── Data provided
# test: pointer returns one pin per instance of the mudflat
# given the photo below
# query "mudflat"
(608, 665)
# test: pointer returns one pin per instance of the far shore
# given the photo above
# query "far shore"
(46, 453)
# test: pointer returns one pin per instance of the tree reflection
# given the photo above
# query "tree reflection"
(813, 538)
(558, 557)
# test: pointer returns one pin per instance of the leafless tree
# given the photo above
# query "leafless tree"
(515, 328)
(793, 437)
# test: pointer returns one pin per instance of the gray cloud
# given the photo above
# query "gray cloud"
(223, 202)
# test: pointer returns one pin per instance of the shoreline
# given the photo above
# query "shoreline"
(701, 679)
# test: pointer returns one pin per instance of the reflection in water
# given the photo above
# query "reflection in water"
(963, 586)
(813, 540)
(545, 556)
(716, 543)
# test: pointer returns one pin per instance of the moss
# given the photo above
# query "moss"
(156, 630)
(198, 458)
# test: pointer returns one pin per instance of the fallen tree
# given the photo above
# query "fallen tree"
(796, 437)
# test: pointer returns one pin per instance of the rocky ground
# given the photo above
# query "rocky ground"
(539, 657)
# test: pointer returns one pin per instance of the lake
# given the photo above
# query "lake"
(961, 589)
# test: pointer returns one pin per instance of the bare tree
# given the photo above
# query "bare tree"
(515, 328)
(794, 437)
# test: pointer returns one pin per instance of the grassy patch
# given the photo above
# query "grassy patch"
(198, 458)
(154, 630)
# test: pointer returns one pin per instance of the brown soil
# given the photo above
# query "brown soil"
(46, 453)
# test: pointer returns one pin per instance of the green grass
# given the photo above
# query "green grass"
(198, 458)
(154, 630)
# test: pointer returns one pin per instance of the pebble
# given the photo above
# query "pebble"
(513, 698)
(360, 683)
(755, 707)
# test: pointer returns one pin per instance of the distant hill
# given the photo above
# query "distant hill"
────
__Your instructions__
Each line that holds the word "distant" should be extracted from the records.

__Your response__
# test: pointer returns one pin per instance of the distant hill
# query "distant hill"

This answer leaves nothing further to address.